Top of SUPPLIED MATERIAL

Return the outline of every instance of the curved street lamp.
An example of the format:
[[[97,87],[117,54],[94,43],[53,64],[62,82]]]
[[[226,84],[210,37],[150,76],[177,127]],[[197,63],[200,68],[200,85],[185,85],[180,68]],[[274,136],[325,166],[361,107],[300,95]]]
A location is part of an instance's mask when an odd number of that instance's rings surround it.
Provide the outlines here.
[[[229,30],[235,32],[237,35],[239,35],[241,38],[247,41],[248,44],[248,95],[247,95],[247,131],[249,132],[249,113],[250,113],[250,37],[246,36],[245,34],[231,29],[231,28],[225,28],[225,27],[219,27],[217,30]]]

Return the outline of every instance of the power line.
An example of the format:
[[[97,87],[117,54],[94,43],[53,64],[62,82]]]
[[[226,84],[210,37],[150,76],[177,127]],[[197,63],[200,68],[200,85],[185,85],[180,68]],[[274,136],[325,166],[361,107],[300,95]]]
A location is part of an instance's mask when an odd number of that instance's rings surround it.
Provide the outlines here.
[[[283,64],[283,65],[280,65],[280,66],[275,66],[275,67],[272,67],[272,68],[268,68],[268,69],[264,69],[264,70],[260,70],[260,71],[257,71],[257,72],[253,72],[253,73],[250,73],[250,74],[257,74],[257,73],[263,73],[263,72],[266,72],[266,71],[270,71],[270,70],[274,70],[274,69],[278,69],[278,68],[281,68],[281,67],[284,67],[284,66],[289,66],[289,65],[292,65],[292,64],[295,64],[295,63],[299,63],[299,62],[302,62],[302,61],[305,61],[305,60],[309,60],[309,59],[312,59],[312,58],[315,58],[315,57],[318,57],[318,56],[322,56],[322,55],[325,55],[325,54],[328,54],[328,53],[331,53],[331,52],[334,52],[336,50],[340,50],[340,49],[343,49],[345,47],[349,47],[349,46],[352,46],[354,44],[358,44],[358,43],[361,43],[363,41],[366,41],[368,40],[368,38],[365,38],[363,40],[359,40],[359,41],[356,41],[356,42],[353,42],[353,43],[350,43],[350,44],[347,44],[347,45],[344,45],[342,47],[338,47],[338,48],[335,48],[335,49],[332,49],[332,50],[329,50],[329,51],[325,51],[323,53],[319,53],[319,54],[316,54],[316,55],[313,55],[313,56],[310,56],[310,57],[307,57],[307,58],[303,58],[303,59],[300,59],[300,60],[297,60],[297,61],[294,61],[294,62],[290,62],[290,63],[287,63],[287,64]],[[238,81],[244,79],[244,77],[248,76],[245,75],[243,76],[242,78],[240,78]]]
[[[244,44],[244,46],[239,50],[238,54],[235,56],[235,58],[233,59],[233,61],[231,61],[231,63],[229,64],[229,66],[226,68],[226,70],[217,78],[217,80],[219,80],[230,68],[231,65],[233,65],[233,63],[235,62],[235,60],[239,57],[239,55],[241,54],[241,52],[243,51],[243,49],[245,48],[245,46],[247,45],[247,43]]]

Bottom of SUPPLIED MATERIAL

GOAL OF THE EXERCISE
Restate each line of the records above without any deviation.

ANSWER SPACE
Return the outline of every instance of the curved street lamp.
An example of the format:
[[[97,87],[117,54],[94,43],[53,64],[62,82]]]
[[[226,84],[210,37],[150,76],[177,127]],[[197,63],[200,68],[200,85],[185,85],[180,68]],[[274,136],[325,166],[361,107],[300,95]]]
A location is part of an instance's mask when an odd number of that instance's rings surround it.
Provide the outlines here.
[[[229,30],[235,32],[237,35],[239,35],[241,38],[247,41],[248,44],[248,95],[247,95],[247,131],[249,132],[249,113],[250,113],[250,37],[246,36],[245,34],[231,29],[231,28],[225,28],[225,27],[219,27],[217,30]]]

Return the outline of every instance of the power line.
An example of the format:
[[[97,87],[117,54],[94,43],[53,64],[62,82]]]
[[[226,84],[210,37],[150,76],[177,127]],[[197,63],[200,68],[200,85],[185,85],[180,68]],[[274,136],[325,166],[361,107],[300,95]]]
A location is part of an instance's mask when an odd number of that instance's rings surround it.
Provide the outlines here.
[[[283,64],[283,65],[280,65],[280,66],[275,66],[275,67],[272,67],[272,68],[268,68],[268,69],[264,69],[264,70],[260,70],[260,71],[257,71],[257,72],[253,72],[253,73],[250,73],[250,74],[257,74],[257,73],[263,73],[263,72],[266,72],[266,71],[270,71],[270,70],[274,70],[274,69],[278,69],[278,68],[281,68],[281,67],[284,67],[284,66],[289,66],[289,65],[292,65],[292,64],[295,64],[295,63],[299,63],[299,62],[302,62],[302,61],[305,61],[305,60],[309,60],[309,59],[312,59],[312,58],[315,58],[315,57],[318,57],[318,56],[322,56],[322,55],[325,55],[325,54],[328,54],[328,53],[331,53],[331,52],[334,52],[336,50],[340,50],[340,49],[343,49],[345,47],[349,47],[349,46],[352,46],[354,44],[358,44],[358,43],[361,43],[363,41],[366,41],[368,40],[368,38],[365,38],[363,40],[359,40],[359,41],[356,41],[356,42],[353,42],[353,43],[350,43],[350,44],[347,44],[347,45],[344,45],[342,47],[338,47],[338,48],[335,48],[335,49],[332,49],[332,50],[329,50],[329,51],[325,51],[323,53],[319,53],[319,54],[316,54],[316,55],[313,55],[313,56],[310,56],[310,57],[307,57],[307,58],[303,58],[303,59],[300,59],[300,60],[297,60],[297,61],[294,61],[294,62],[290,62],[290,63],[287,63],[287,64]],[[238,81],[244,79],[244,77],[248,76],[245,75],[243,76],[242,78],[240,78]]]
[[[244,44],[244,46],[239,50],[238,54],[235,56],[235,58],[233,59],[233,61],[231,61],[231,63],[229,64],[229,66],[226,68],[226,70],[217,78],[217,80],[219,80],[230,68],[231,65],[233,65],[233,63],[235,62],[235,60],[239,57],[239,55],[241,54],[241,52],[243,51],[243,49],[245,48],[245,46],[247,45],[247,43]]]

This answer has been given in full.